Collection entries:
★ ★ ★ ★

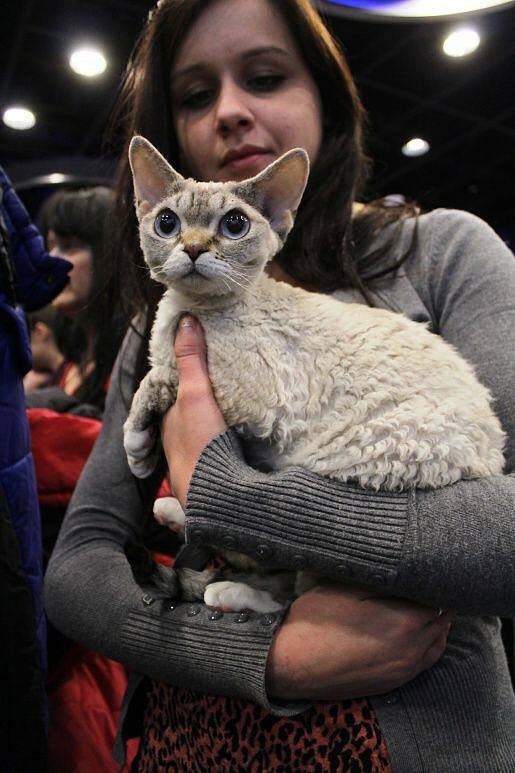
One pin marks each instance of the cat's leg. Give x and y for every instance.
(235, 596)
(168, 512)
(156, 393)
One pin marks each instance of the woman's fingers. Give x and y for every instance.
(195, 419)
(191, 355)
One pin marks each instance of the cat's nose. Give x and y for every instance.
(194, 250)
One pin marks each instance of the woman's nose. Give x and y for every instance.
(232, 109)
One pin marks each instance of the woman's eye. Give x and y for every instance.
(234, 225)
(266, 82)
(167, 224)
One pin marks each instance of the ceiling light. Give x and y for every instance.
(415, 147)
(56, 177)
(19, 118)
(461, 42)
(419, 9)
(88, 62)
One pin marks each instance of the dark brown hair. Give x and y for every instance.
(327, 248)
(97, 330)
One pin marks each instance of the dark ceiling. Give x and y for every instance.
(465, 108)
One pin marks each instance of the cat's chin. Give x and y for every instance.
(198, 285)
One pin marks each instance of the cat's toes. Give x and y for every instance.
(168, 512)
(236, 596)
(139, 443)
(141, 449)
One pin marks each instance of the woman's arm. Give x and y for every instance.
(91, 596)
(452, 547)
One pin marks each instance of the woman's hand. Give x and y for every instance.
(338, 643)
(195, 418)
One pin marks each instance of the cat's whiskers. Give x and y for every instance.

★ ★ ★ ★

■ What this task involves
Rescale the items above by rewriting every line, requests included, with each x and y coordinate in the answers multiplied by 2.55 and rounded to a whole number, halves rounded up. Omit the pictures from your answer.

■ Solution to this problem
One pin marks each instance of the cat's leg. Give x and y for every instance.
(599, 1520)
(428, 1306)
(398, 1002)
One pin marks each instance of the woman's fingers. Give x and y for every instance.
(497, 1068)
(487, 905)
One pin marks each instance of the cat's nose. Give x and y for every instance.
(495, 638)
One pin marks each instance of the woman's nose. Give x and y for every instance.
(592, 278)
One pin marks each instance of the woman's eye. Give x and y for every instance.
(597, 574)
(678, 209)
(426, 571)
One pin marks each instance of the ceiling light. Give x and y for every instance.
(1058, 375)
(143, 451)
(48, 301)
(1176, 107)
(1068, 23)
(224, 158)
One pin marks each instance of the dark brown hair. Give x and y for every instance.
(834, 632)
(247, 842)
One pin marks each instance of the dark ceiling. Give x and y for every instance.
(1186, 275)
One pin marks each instance of the cat's chin. Give x and y for every instance.
(505, 727)
One pin marks each instance of the cat's toes. Give x and y for every instance.
(428, 1306)
(602, 1520)
(354, 1130)
(360, 1145)
One pin marks each instance of the woman's arm. Give x and y for every instance.
(232, 1520)
(1153, 1395)
One pin marks each instance of the woman's hand. Give x and y for every instance.
(862, 1640)
(497, 1066)
One pin marks each instance of the cat's whiskers. Give x and y for every instance.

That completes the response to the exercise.